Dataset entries
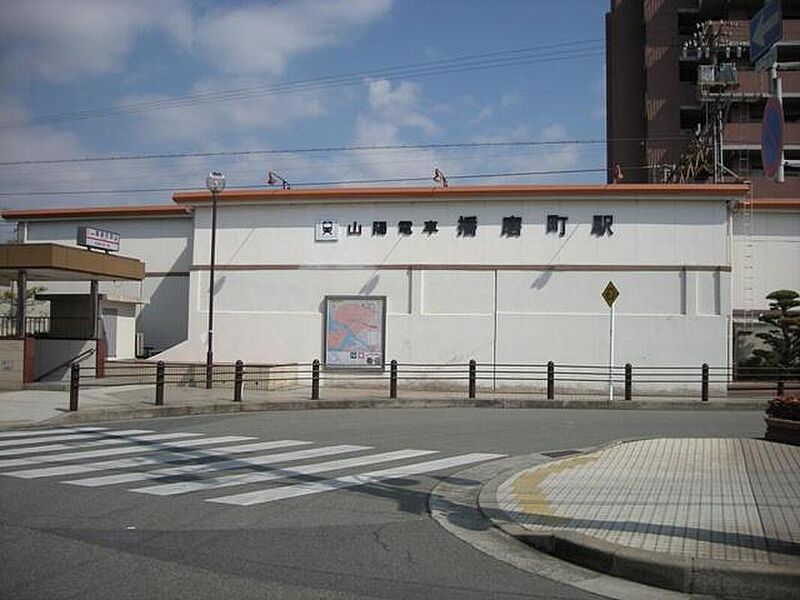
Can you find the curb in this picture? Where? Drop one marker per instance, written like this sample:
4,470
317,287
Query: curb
146,412
719,578
181,410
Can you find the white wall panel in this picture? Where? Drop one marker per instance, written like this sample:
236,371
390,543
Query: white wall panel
562,292
458,292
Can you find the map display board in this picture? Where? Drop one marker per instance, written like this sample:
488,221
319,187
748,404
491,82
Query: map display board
355,332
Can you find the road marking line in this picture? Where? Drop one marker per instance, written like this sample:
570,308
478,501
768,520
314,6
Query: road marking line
76,435
23,434
184,487
143,448
155,459
96,442
304,489
225,465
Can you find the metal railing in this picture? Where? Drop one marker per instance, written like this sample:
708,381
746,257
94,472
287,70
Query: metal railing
470,378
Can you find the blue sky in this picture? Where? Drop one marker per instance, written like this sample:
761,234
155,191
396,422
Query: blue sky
60,58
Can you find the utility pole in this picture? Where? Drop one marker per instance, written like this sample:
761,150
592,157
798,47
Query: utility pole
716,54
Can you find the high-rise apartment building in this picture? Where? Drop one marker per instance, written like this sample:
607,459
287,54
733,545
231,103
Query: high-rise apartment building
662,88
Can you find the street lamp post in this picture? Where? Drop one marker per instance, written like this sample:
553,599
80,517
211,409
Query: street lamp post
215,183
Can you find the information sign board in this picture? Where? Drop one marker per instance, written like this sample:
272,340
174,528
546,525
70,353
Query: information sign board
355,332
100,239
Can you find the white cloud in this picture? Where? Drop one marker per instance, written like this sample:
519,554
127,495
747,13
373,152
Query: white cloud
257,38
204,121
59,40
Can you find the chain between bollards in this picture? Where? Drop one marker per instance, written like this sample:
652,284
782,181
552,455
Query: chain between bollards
472,377
238,381
315,380
393,379
74,386
160,367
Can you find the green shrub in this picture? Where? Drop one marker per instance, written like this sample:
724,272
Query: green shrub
784,407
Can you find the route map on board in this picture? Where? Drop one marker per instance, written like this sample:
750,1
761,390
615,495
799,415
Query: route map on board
354,331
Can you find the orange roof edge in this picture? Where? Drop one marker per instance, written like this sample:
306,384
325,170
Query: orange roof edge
732,189
771,203
96,211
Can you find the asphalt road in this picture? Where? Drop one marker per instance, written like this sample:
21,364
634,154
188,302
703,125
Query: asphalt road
375,540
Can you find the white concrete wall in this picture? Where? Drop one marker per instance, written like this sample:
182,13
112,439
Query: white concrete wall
164,244
529,299
774,247
12,364
124,337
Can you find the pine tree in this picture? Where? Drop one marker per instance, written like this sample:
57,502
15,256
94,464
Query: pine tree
783,339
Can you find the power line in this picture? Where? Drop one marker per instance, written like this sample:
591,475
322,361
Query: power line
327,149
327,183
507,58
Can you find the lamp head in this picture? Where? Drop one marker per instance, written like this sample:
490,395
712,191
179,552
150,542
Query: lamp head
215,182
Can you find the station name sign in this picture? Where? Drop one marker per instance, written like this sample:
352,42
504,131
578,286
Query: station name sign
98,239
328,229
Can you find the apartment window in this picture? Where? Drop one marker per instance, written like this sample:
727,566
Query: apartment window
690,118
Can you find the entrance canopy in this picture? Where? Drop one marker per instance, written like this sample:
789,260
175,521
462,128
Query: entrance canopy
54,262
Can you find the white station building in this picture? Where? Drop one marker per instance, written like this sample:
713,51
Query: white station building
499,274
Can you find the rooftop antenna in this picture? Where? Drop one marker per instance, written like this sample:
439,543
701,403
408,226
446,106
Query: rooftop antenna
439,177
273,179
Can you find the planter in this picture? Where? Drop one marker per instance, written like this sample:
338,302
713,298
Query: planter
783,431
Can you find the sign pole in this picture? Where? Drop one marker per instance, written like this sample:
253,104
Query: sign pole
610,295
611,356
777,88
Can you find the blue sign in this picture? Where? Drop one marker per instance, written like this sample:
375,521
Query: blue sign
766,29
772,137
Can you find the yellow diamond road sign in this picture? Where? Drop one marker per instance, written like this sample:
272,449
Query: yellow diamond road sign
610,294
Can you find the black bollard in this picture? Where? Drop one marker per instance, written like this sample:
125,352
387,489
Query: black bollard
393,379
74,386
704,383
473,368
238,380
160,383
628,381
315,380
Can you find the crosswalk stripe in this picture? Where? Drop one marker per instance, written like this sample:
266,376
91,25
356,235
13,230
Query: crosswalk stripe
216,466
117,438
161,437
32,432
184,487
156,459
304,489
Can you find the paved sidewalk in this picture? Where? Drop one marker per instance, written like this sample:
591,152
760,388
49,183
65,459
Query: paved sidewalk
106,402
674,509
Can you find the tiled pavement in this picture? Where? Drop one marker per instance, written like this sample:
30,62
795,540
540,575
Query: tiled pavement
727,499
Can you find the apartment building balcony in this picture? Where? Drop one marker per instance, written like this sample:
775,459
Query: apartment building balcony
749,134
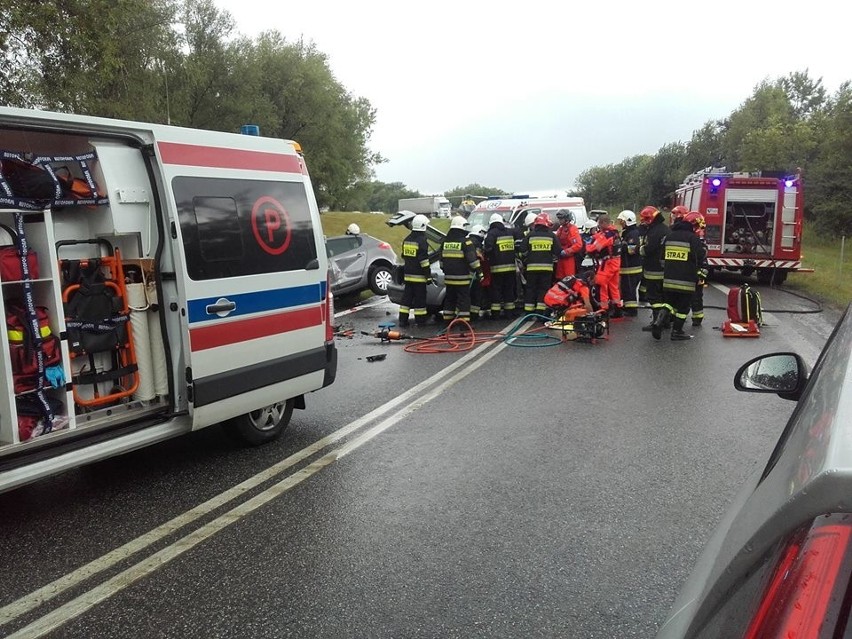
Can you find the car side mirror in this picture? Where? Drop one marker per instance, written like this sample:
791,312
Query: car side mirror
784,374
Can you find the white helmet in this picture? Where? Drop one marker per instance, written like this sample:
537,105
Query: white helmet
478,229
419,222
458,222
628,217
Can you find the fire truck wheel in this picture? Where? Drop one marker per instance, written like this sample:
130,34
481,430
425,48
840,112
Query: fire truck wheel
261,426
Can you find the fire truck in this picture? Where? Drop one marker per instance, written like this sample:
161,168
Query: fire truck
754,220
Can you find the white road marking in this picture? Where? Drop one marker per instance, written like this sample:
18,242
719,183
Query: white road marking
74,608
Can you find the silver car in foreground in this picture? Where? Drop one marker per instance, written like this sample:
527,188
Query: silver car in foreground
780,563
359,262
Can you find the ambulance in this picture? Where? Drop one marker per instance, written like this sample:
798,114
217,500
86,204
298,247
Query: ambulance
156,280
514,209
754,220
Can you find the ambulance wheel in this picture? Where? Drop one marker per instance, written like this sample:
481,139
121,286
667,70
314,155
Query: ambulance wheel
261,426
380,276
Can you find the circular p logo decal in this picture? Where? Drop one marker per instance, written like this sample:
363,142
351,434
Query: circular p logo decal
270,224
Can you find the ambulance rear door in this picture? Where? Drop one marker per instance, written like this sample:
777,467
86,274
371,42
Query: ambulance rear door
250,271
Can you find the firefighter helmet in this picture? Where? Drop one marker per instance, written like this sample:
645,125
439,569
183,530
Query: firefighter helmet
477,229
564,215
647,215
419,222
458,222
627,217
696,220
542,219
679,212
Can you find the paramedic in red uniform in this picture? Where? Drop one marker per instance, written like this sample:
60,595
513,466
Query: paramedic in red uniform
570,244
683,256
606,248
539,250
651,250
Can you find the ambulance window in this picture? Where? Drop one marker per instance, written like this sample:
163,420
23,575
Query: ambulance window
233,228
218,228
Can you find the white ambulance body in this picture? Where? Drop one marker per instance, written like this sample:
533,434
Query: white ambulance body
515,209
219,242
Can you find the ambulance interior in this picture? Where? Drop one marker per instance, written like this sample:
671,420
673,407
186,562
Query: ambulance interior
109,239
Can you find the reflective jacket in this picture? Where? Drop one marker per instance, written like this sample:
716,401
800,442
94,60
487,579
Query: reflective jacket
631,261
415,255
652,248
500,248
540,249
458,258
683,256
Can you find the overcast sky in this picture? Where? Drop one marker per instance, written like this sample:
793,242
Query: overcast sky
526,95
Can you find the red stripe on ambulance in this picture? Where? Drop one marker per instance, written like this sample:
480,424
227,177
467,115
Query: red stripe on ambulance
210,156
223,334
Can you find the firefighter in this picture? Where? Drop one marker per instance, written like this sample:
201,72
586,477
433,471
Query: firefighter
651,251
479,288
570,244
697,303
606,247
578,298
683,255
539,250
460,266
499,248
631,262
416,272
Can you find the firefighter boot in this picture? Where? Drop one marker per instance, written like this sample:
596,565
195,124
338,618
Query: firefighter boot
678,334
663,315
650,326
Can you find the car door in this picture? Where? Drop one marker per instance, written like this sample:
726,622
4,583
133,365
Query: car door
348,254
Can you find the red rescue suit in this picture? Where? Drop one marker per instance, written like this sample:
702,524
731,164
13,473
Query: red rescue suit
606,247
571,244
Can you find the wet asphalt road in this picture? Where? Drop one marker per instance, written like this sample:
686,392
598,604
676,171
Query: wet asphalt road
556,491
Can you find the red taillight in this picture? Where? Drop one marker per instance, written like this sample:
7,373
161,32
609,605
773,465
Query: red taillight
808,585
329,311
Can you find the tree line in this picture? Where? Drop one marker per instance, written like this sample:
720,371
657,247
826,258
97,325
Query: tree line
789,125
182,62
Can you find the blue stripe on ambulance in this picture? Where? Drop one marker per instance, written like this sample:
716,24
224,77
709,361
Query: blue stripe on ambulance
259,301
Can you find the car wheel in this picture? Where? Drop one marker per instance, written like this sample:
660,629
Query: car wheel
380,276
261,426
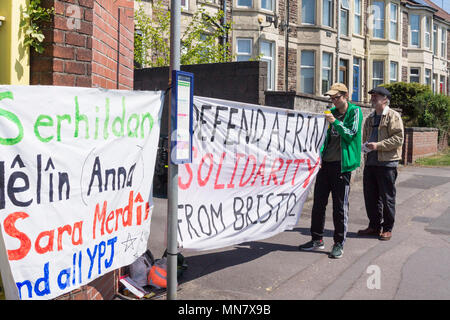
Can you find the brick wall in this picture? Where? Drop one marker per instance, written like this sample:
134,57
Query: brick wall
113,44
89,43
85,47
67,57
419,142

Task item:
Would you retype exactly the lines above, from the line with "Can you find the paramedic" to the line with "Can you find the ambulance window", with both end lines kept and nothing more?

Written answer:
Can you find the paramedic in red uniform in this picture? Where? Drop one marker per instance, written like this sample:
60,595
513,466
Query: paramedic in red uniform
570,244
683,256
606,248
539,250
651,250
Can you find the ambulance window in this picture? Where? Drop one marker per instance, written like this sample:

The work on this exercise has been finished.